* [ABOUT THIS TASK]: Rewrite the retail earnings article from "But the company, which" down to "2022 financial year.", using "shutdowns" in place of "lockdowns".

* [TEXT SECTION]:
-------

But the company, which has sites in Canada, New Zealand and Australia has raised red flags about the on-going lockdowns with “significant lost sales” in the first weeks of the 2022 financial year.
The company has been hit by the loss of 10,447 days in store closures for the year and total sales were down 2 per cent for the period with an estimated $5 million impact on earnings compared with management’s expectations.
Its digital sales channel has been its bright spot with an increase of 53 per cent, but the company said its bricks and mortar stores were fundamental. That allowed the company to return a profit of $45 million, a massive lift on its $3 million profit the previous year.
It trialed virtual selling, click and reserve and ship-from-store initiatives throughout the year and will now roll those out across the network. It will also have a click and collect service ready for Christmas.
Chief executive Daniel Bracken said the result was due to strategy execution and team resilience.
“The transformation agenda touches every single part of our business,” he said.
“The results speak for themselves and I couldn’t be happier.
“Throughout the year we have successfully navigated the complexity of the global pandemic with half of our Canadian stores closed for many months and sporadic temporary closures across our global network.
“While it was an incredibly challenging year, the strength of our brand and the determination of our team delivered record results and further validates the transformation is on track.”
The company said it would pay a final unfranked dividend of 3 cents a share.
In Australia, store revenue increased by 17 per cent and same-store sales were up 13 per cent despite 3458 lost store trading days. New Zealand revenue was up 19 per cent and Canada was up 7 per cent.

-------

* [DATASET EXTRACT]:

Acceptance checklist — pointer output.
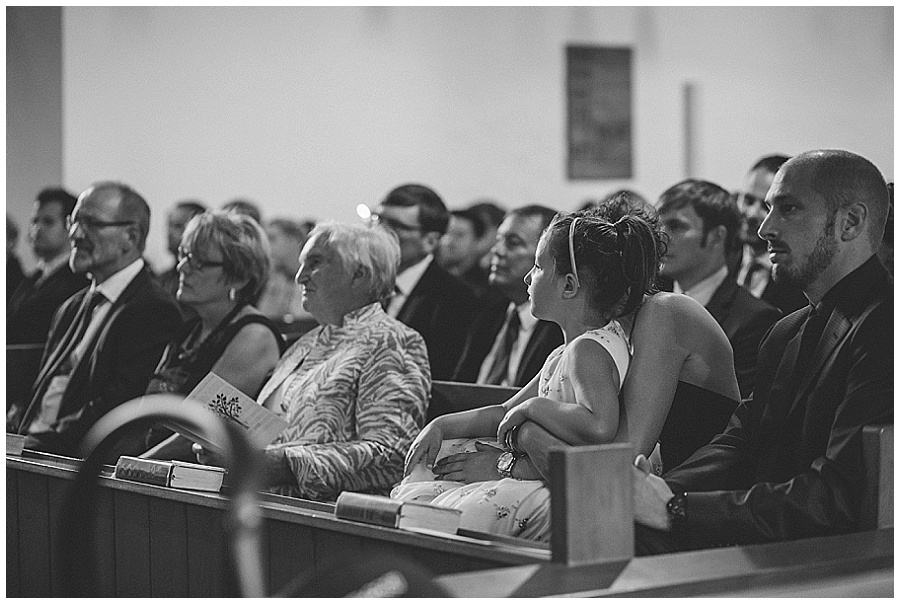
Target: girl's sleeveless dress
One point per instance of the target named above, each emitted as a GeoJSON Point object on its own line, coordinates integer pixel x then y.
{"type": "Point", "coordinates": [517, 508]}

-------

* [EXERCISE RESPONSE]:
But the company, which has sites in Canada, New Zealand and Australia has raised red flags about the on-going shutdowns with “significant lost sales” in the first weeks of the 2022 financial year.